* _Document passage_
Harriet Verkoelen:And in the first few years working in the hospital and meeting diabetes patients, some things did strike. I started to ask myself questions because I noticed that type two diabetes patients often needed much more, seemed to need much more insulin than type one diabetes patients did, and also we always told them to lose weight, but what they did, they always gained weight, always. And the most funny thing was, sometimes it happened that a type two diabetes patient forgot to inject his long-term insulin at night and nothing seemed to be happening. So nothing happened about the blood glucose. So that was very odd, I thought. So I started to ask these questions and I dove into insulin resistance.
Harriet Verkoelen:At that moment the Adkins diet had a revival. Well, and then there was one patient that was my eye opener. She was discussing her own weight and she only ate rice, cracker, apple, not much. She said I'm always hungry, I don't eat much because I don't want to gain more weight. But then I saw that when she ate those things, her blood sugar levels rose a lot. She needed a lot of insulin and, to say it bluntly, it couldn't get much worse For her. She already had heart failure, she couldn't move, she couldn't exercise. So I told her try something different, try to cut those carbs. And then the funny thing happened her blood sugar levels dropped so her insulin could lower a lot and then she started to lose weight. So that was my eye opener, and this was well early 1990s or something.
Harriet Verkoelen:So I started to practice this more and it worked. So I studied a lot more about that and then in 2009, I wrote my first book from four and in that book about low carbohydrate lifestyle, I didn't dare to go lower than 50 grams of carbohydrates because it was very controversial at that moment and everybody got angry. What was I thinking? To advise people diabetes patients to don't eat much carbohydrates. So I wrote three books more and in 2014, I started to educate, to train further other colleagues, dietitians, to get to know more about this lifestyle.

Records taken from a collection:

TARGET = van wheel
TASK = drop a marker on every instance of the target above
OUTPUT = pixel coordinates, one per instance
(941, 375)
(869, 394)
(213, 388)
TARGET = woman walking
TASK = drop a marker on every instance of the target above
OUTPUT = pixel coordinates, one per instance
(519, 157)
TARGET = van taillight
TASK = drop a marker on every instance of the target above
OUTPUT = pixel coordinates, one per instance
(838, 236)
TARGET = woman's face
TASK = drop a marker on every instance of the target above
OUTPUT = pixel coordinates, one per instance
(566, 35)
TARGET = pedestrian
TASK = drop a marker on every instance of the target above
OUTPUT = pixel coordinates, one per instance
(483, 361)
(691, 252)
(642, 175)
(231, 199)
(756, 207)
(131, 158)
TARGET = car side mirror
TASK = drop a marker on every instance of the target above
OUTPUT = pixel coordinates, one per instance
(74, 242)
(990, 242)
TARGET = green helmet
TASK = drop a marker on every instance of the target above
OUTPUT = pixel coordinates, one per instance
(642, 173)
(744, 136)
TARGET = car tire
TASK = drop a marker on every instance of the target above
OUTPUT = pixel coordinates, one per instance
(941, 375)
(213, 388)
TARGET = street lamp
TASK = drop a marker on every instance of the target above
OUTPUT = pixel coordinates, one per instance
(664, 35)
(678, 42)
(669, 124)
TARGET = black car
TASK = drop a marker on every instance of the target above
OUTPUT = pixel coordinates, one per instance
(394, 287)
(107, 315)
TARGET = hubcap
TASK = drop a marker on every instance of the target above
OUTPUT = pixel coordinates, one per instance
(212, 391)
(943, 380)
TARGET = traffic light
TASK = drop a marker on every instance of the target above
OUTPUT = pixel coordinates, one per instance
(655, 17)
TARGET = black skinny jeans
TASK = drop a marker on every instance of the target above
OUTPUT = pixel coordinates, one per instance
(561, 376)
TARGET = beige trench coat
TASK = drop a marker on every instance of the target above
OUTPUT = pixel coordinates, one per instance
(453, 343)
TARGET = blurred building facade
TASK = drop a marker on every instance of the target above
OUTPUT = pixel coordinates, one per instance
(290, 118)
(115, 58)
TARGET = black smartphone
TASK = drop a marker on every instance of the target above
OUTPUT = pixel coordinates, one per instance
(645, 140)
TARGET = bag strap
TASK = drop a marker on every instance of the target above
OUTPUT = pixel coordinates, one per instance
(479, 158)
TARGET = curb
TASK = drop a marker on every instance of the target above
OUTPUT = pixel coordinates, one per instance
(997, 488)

* _Aim of the task_
Reproduce word for word the part of the diabetes interview transcript that begins with the words containing "Harriet Verkoelen:At that" and ends with "1990s or something.". Draw only on the transcript when responding.

* _Task response_
Harriet Verkoelen:At that moment the Adkins diet had a revival. Well, and then there was one patient that was my eye opener. She was discussing her own weight and she only ate rice, cracker, apple, not much. She said I'm always hungry, I don't eat much because I don't want to gain more weight. But then I saw that when she ate those things, her blood sugar levels rose a lot. She needed a lot of insulin and, to say it bluntly, it couldn't get much worse For her. She already had heart failure, she couldn't move, she couldn't exercise. So I told her try something different, try to cut those carbs. And then the funny thing happened her blood sugar levels dropped so her insulin could lower a lot and then she started to lose weight. So that was my eye opener, and this was well early 1990s or something.